Task directions: Output the data below in full, byte for byte. Nothing may differ.

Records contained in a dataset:
<<<<
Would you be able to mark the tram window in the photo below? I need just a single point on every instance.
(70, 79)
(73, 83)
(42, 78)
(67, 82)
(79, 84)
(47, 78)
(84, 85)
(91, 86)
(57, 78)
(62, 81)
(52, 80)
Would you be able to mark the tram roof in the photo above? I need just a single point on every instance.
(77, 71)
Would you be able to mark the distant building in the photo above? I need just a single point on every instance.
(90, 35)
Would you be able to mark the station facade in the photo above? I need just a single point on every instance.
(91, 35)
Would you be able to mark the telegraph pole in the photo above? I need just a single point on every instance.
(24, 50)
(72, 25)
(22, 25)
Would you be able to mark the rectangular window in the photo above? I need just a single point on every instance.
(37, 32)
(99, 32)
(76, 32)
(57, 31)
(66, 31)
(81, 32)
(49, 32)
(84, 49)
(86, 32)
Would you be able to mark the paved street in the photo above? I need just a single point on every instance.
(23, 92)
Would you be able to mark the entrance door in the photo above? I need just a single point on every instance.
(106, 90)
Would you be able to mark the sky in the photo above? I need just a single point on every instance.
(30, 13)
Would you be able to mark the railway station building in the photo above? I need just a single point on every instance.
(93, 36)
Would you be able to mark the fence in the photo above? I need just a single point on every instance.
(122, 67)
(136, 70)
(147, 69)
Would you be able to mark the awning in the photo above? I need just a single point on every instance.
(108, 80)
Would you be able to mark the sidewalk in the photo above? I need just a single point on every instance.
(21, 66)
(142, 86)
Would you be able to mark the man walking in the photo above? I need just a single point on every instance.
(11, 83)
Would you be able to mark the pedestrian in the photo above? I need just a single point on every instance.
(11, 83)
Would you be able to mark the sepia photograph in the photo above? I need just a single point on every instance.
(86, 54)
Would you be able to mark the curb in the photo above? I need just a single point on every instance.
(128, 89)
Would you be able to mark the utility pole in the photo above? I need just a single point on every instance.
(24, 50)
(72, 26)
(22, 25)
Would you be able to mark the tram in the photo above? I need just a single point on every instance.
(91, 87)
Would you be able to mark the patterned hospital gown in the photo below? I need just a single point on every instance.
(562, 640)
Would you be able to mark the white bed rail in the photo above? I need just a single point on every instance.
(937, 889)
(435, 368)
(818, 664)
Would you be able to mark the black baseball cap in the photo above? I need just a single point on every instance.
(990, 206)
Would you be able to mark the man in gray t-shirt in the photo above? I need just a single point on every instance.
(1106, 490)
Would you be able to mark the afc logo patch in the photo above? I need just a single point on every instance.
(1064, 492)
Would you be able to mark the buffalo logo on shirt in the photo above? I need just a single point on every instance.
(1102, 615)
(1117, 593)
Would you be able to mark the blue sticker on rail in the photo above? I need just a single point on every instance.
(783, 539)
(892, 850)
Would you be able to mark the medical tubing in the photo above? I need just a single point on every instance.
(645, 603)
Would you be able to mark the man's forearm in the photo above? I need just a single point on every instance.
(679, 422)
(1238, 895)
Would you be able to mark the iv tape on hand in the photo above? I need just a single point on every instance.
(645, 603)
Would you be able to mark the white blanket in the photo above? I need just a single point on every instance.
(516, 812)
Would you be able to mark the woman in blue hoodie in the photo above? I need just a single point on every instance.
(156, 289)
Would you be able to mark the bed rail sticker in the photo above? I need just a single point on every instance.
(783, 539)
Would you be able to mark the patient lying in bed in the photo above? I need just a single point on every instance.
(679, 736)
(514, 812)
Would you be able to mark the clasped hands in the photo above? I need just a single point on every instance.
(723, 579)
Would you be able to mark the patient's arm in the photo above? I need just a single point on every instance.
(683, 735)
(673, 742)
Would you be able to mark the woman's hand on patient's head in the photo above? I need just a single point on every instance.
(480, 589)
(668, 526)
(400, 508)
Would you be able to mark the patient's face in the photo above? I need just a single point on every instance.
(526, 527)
>>>>
Solution for this problem:
Would you be able to mark the tram window in the photo below? I need just a single point on every instance.
(70, 79)
(73, 83)
(42, 78)
(67, 82)
(79, 84)
(47, 78)
(84, 85)
(91, 86)
(57, 78)
(62, 81)
(52, 80)
Would you be able to mark the tram roof in the photo above? I need just a single point on every instance.
(77, 71)
Would you be able to mark the distant building in the photo above? I need just a single point on every instance.
(90, 35)
Would you be able to mark the station facade in the photo above? I need just a single point on every instance.
(91, 35)
Would you be able to mark the telegraph pole in the photo above? I need just a single point on every instance.
(24, 50)
(72, 25)
(22, 25)
Would you be able to mark the rectangular window in the photo above? I need just a single point on every instance.
(37, 32)
(99, 32)
(76, 32)
(57, 31)
(66, 31)
(81, 32)
(49, 32)
(84, 49)
(86, 32)
Would you be able to mark the paved street in the photo above? I need just a single point on every instance.
(23, 92)
Would you be able to mark the entrance door in the photo above? I need just a single point on every instance.
(106, 90)
Would you be able to mark the sky in the photo above? I need just a single point on every instance.
(30, 13)
Would you be able to mark the railway station building in the photo above? I need just a single point on every instance.
(93, 36)
Would you be able to mark the fence in the photo above? I need just a single point on every instance.
(122, 67)
(136, 70)
(147, 69)
Would you be able to mark the awning in the photo above? I need just a single point on every instance.
(108, 80)
Would you be able to mark the sidewalk in the photo above? I need just a single point on every instance.
(21, 66)
(142, 86)
Would you be able to mark the man walking in the photo above? I need just a single point on every instance.
(11, 83)
Would you be able to mark the pedestrian in the photo above? I need just a single point on every instance.
(11, 83)
Would you be able to mark the sepia photograph in the photo above? I need just a single point on every instance.
(86, 54)
Would you be able to mark the curb in the photo above? I need just a single point on every instance.
(128, 89)
Would you be able to mark the utility pole in the photo above? I need just a single point on every instance.
(24, 50)
(72, 26)
(22, 25)
Would you be able to mark the tram in the photo above? I need just a single point on every instance.
(91, 87)
Would you be able to mark the patterned hospital gown in the photo below? I need just a single point on every instance.
(562, 640)
Would you be able to mark the white bed rail in the photo above? I need just a single point on every instance.
(937, 889)
(435, 368)
(818, 664)
Would you be able to mark the black baseball cap in the photo above? I need just a single point on every instance.
(990, 206)
Would you be able to mark the man in gray t-shirt in the photo above? I need just a single point on every instance.
(1106, 490)
Would you be able to mark the afc logo patch in the photo above? I need just a single point on every instance.
(1064, 492)
Would you be able to mark the buffalo logo on shirt in the photo above? I need just a single point on every instance.
(1102, 615)
(1117, 593)
Would you be able to mark the blue sticker on rail in the photo above? I need just a single point on every instance.
(783, 539)
(892, 850)
Would you be able to mark the medical tubing in the photo above? I need just a single point on every instance.
(645, 603)
Would you be able to mark the man's forearm in the photo above? I need just a single point on every instance.
(679, 422)
(1238, 895)
Would you be able to mark the iv tape on hand in the photo above? I need just a single point on every instance.
(645, 603)
Would you be able to mark the white blanket in the photo above? I need just a single point on every instance.
(516, 812)
Would you be able to mark the woman in blue hoodie in the photo above? I need just a single point on every instance.
(156, 289)
Would you be able to mark the bed rail sticker in the photo above? I need just a single point on every instance.
(783, 539)
Would you be able to mark the patient lying in bed in the photo above? I need just a single point on every instance.
(679, 736)
(514, 812)
Would you be able to mark the clasped hands in the photo above? I need just a single point on every instance.
(723, 579)
Would you be able to mark the patient's arm in the photo above? I need just a single point on every instance.
(683, 735)
(673, 742)
Would you be able to mark the woman's hand on patient's head in the photo above? I need just a single point on every instance.
(480, 589)
(668, 526)
(400, 508)
Would you be able to mark the patient's face in the photo above? I need just a single point on every instance.
(526, 527)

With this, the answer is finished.